### WHAT IS NEEDED
Should any entry include an image, skip the image and copy the entry exactly.

### DATA SHOWN
#####

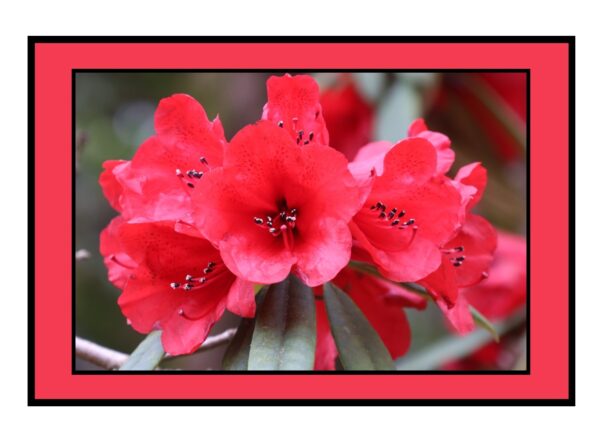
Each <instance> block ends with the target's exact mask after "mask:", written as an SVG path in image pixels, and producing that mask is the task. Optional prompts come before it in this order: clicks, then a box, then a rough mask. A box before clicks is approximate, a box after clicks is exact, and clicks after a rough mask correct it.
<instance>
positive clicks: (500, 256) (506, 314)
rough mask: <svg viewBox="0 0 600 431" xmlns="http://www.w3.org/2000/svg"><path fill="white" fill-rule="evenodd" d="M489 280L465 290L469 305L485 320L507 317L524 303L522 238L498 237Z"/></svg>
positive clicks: (524, 284) (520, 306)
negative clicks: (485, 319)
mask: <svg viewBox="0 0 600 431" xmlns="http://www.w3.org/2000/svg"><path fill="white" fill-rule="evenodd" d="M488 272H489V277H488V278H487V279H485V280H484V281H483V282H482V283H480V284H478V285H477V286H474V287H471V288H468V289H465V290H464V293H465V295H466V296H467V298H468V299H469V302H470V303H471V304H473V305H474V306H475V307H476V308H477V309H478V310H479V311H480V312H482V313H483V314H484V315H485V316H486V317H488V318H492V319H501V318H505V317H507V316H509V315H510V314H511V313H513V312H514V311H515V310H516V309H518V308H519V307H521V306H522V305H523V304H525V302H526V300H527V243H526V241H525V238H523V237H521V236H517V235H512V234H508V233H505V232H499V233H498V249H497V250H496V253H495V255H494V260H493V262H492V266H491V267H490V269H489V271H488Z"/></svg>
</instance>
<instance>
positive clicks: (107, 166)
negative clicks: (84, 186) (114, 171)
mask: <svg viewBox="0 0 600 431" xmlns="http://www.w3.org/2000/svg"><path fill="white" fill-rule="evenodd" d="M125 164H129V162H128V161H126V160H107V161H105V162H104V163H102V167H103V168H104V171H102V173H101V174H100V178H99V179H98V182H99V183H100V187H102V192H103V193H104V196H105V197H106V200H107V201H108V203H109V204H110V206H112V207H113V208H114V209H115V210H116V211H119V212H120V211H121V203H120V202H119V200H120V198H121V194H122V193H123V186H121V184H120V183H119V182H118V181H117V178H116V177H115V174H114V170H115V168H117V167H118V166H121V165H125Z"/></svg>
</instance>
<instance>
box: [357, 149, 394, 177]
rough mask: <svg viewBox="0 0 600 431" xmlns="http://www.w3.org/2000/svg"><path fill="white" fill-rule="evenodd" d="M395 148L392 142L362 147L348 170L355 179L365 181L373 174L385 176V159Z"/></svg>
mask: <svg viewBox="0 0 600 431" xmlns="http://www.w3.org/2000/svg"><path fill="white" fill-rule="evenodd" d="M393 146H394V144H392V143H391V142H387V141H378V142H371V143H370V144H367V145H365V146H364V147H362V148H361V149H360V150H359V151H358V153H357V154H356V157H355V158H354V161H352V163H350V164H349V165H348V169H349V170H350V172H352V175H354V178H356V179H359V180H363V179H365V178H368V177H370V176H371V175H372V174H373V172H375V174H377V175H382V174H383V159H384V158H385V155H386V154H387V152H388V151H389V150H390V149H391V148H392V147H393Z"/></svg>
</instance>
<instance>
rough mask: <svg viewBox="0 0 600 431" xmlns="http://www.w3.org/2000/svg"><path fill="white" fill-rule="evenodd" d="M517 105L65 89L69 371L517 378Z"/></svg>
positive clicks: (517, 95)
mask: <svg viewBox="0 0 600 431" xmlns="http://www.w3.org/2000/svg"><path fill="white" fill-rule="evenodd" d="M527 97H528V93H527V74H526V73H525V72H511V71H506V72H487V73H478V72H444V71H432V72H420V73H411V72H367V73H353V72H312V73H297V72H293V71H292V72H289V73H283V72H274V73H269V72H241V73H235V72H234V73H232V72H225V73H210V72H195V73H190V72H171V73H156V72H121V73H120V72H115V71H103V72H99V73H98V72H96V73H94V72H91V73H87V72H85V71H83V72H76V74H75V100H76V111H75V120H76V123H75V124H76V150H77V153H76V176H75V190H76V191H75V193H76V195H75V205H76V207H75V211H76V212H75V244H76V250H75V261H76V264H75V265H76V266H75V273H76V284H75V286H74V292H75V298H76V323H75V334H76V337H77V338H76V357H77V362H76V364H75V369H76V370H78V371H80V370H81V371H83V370H98V369H105V370H115V369H120V370H153V369H157V370H160V371H162V370H184V371H185V370H225V371H244V370H248V371H252V370H267V371H269V370H270V371H277V370H306V371H313V370H314V371H324V370H330V371H342V372H343V371H369V370H446V371H454V370H477V371H499V370H501V371H511V370H526V368H527V367H526V364H527V325H526V299H527V295H526V289H527V282H526V281H527V270H526V259H527V247H526V235H527V231H526V219H527V214H526V194H527V190H526V183H525V180H526V171H527V161H526V127H527V124H526V123H527V121H526V120H527V103H526V101H527ZM143 340H147V341H146V342H145V343H144V344H143V345H141V346H140V349H141V350H139V351H136V347H137V346H138V345H140V343H141V342H142V341H143ZM108 349H110V350H114V353H111V352H110V351H109V350H108ZM132 352H135V353H134V355H133V356H131V357H130V360H129V361H128V360H127V359H126V355H127V354H130V353H132ZM107 360H108V361H109V362H106V361H107Z"/></svg>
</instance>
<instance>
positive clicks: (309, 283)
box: [294, 218, 352, 286]
mask: <svg viewBox="0 0 600 431" xmlns="http://www.w3.org/2000/svg"><path fill="white" fill-rule="evenodd" d="M302 235H305V236H306V237H307V238H308V239H307V240H306V241H303V242H301V243H300V244H299V245H298V247H297V248H296V249H294V254H295V255H296V256H297V259H298V260H297V263H296V268H295V272H296V273H297V275H298V276H299V277H300V278H301V279H302V281H304V283H306V284H307V285H309V286H317V285H319V284H323V283H325V282H326V281H329V280H331V279H332V278H333V277H335V276H336V275H337V273H338V272H340V270H341V269H342V268H343V267H344V266H346V265H347V264H348V261H349V260H350V250H351V248H352V235H351V234H350V229H349V228H348V223H347V222H344V221H342V220H339V219H334V218H321V219H319V222H318V223H316V224H314V225H312V226H311V227H310V230H309V231H308V232H304V233H303V234H302Z"/></svg>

#####

### REPLY TO THE TASK
Each <instance> block ends with the target's exact mask after "mask:", written as an SVG path in image pixels, and producing that mask is the task. Optional prompts come before it in this order: clicks, then a box, then a rough mask. A box before clicks is approximate, a box after clicks is exact, and clicks after a rough mask correct it.
<instance>
positive clicks: (500, 256) (506, 314)
rough mask: <svg viewBox="0 0 600 431" xmlns="http://www.w3.org/2000/svg"><path fill="white" fill-rule="evenodd" d="M489 280L465 290L469 305L485 320L507 317L524 303L522 238L498 237Z"/></svg>
positive clicks: (524, 284) (520, 306)
negative clicks: (485, 319)
mask: <svg viewBox="0 0 600 431" xmlns="http://www.w3.org/2000/svg"><path fill="white" fill-rule="evenodd" d="M488 272H489V277H488V278H487V279H485V280H484V281H483V282H482V283H480V284H478V285H477V286H474V287H471V288H468V289H465V290H464V293H465V295H466V296H467V298H468V299H469V302H470V303H471V304H473V305H474V306H475V307H476V308H477V309H478V310H479V311H480V312H482V313H483V314H484V315H485V316H486V317H488V318H492V319H501V318H505V317H507V316H509V315H510V314H511V313H513V312H514V311H515V310H516V309H518V308H519V307H521V306H522V305H523V304H525V302H526V300H527V243H526V241H525V238H523V237H521V236H517V235H512V234H508V233H505V232H499V233H498V249H497V250H496V253H495V255H494V260H493V262H492V266H491V267H490V269H489V271H488Z"/></svg>
</instance>
<instance>
positive clicks: (107, 166)
negative clicks: (84, 186) (114, 171)
mask: <svg viewBox="0 0 600 431" xmlns="http://www.w3.org/2000/svg"><path fill="white" fill-rule="evenodd" d="M125 164H129V162H128V161H126V160H107V161H105V162H104V163H102V167H103V168H104V171H102V173H101V174H100V178H99V179H98V182H99V183H100V187H102V192H103V193H104V196H105V197H106V200H107V201H108V203H109V204H110V206H112V207H113V208H114V209H115V210H116V211H119V212H120V211H121V203H120V202H119V200H120V198H121V194H122V193H123V186H121V184H120V183H119V182H118V181H117V178H116V177H115V174H114V170H115V168H117V167H118V166H121V165H125Z"/></svg>
</instance>
<instance>
box: [357, 149, 394, 177]
rough mask: <svg viewBox="0 0 600 431" xmlns="http://www.w3.org/2000/svg"><path fill="white" fill-rule="evenodd" d="M395 148L392 142L362 147L348 170L355 179L365 181L373 174L385 176V159Z"/></svg>
mask: <svg viewBox="0 0 600 431" xmlns="http://www.w3.org/2000/svg"><path fill="white" fill-rule="evenodd" d="M393 146H394V144H392V143H391V142H387V141H378V142H371V143H370V144H367V145H365V146H364V147H362V148H361V149H360V150H359V151H358V153H357V154H356V157H355V158H354V161H352V163H350V164H349V165H348V169H349V170H350V172H352V175H354V178H356V179H359V180H363V179H365V178H368V177H370V176H371V175H372V174H373V172H375V174H377V175H382V174H383V159H384V158H385V155H386V154H387V152H388V151H389V150H390V149H391V148H392V147H393Z"/></svg>
</instance>
<instance>
rough mask: <svg viewBox="0 0 600 431" xmlns="http://www.w3.org/2000/svg"><path fill="white" fill-rule="evenodd" d="M517 105L65 89L69 371L517 378Z"/></svg>
positive clicks: (517, 95)
mask: <svg viewBox="0 0 600 431" xmlns="http://www.w3.org/2000/svg"><path fill="white" fill-rule="evenodd" d="M527 97H528V93H527V74H526V73H525V72H511V71H506V72H487V73H478V72H444V71H432V72H420V73H411V72H367V73H353V72H312V73H297V72H293V71H292V72H289V73H283V72H274V73H269V72H241V73H235V72H234V73H232V72H225V73H210V72H195V73H190V72H171V73H156V72H121V73H120V72H115V71H103V72H99V73H98V72H96V73H94V72H91V73H87V72H85V71H83V72H76V74H75V100H76V111H75V120H76V123H75V124H76V150H77V153H76V176H75V190H76V191H75V193H76V195H75V205H76V207H75V211H76V212H75V244H76V250H75V261H76V264H75V265H76V266H75V273H76V284H75V286H74V292H75V298H76V323H75V334H76V337H77V338H76V357H77V362H76V364H75V369H76V370H78V371H80V370H81V371H83V370H98V369H105V370H115V369H120V370H153V369H157V370H160V371H162V370H184V371H185V370H225V371H244V370H248V371H252V370H267V371H269V370H270V371H277V370H306V371H313V370H314V371H324V370H330V371H342V372H343V371H369V370H446V371H454V370H477V371H499V370H501V371H511V370H526V368H527V367H526V364H527V325H526V299H527V295H526V289H527V282H526V281H527V270H526V259H527V247H526V235H527V231H526V219H527V214H526V194H527V190H526V183H525V180H526V171H527V161H526V127H527V124H526V123H527V121H526V120H527V103H526V101H527ZM143 340H147V341H146V342H145V343H144V344H143V345H141V346H140V349H141V350H139V351H136V347H137V346H138V345H140V343H141V342H142V341H143ZM108 349H110V350H114V353H111V352H110V351H109V350H108ZM132 352H135V353H134V355H133V356H131V357H130V360H129V361H128V360H127V359H126V355H127V354H130V353H132ZM107 360H108V361H109V362H106V361H107Z"/></svg>
</instance>
<instance>
positive clicks: (309, 283)
box: [294, 218, 352, 286]
mask: <svg viewBox="0 0 600 431" xmlns="http://www.w3.org/2000/svg"><path fill="white" fill-rule="evenodd" d="M302 235H305V236H306V237H307V238H308V239H307V240H306V241H303V242H301V243H300V244H299V245H298V247H297V248H296V249H294V254H295V255H296V256H297V259H298V260H297V263H296V268H295V272H296V273H297V275H298V276H299V277H300V278H301V279H302V281H304V283H306V284H307V285H309V286H317V285H319V284H323V283H325V282H326V281H329V280H331V279H332V278H333V277H335V276H336V275H337V273H338V272H340V270H341V269H342V268H343V267H344V266H346V265H347V264H348V261H349V260H350V250H351V248H352V235H351V234H350V229H349V228H348V223H347V222H344V221H342V220H339V219H334V218H321V219H319V222H318V223H316V224H314V225H312V226H311V227H310V230H309V231H308V232H304V233H303V234H302Z"/></svg>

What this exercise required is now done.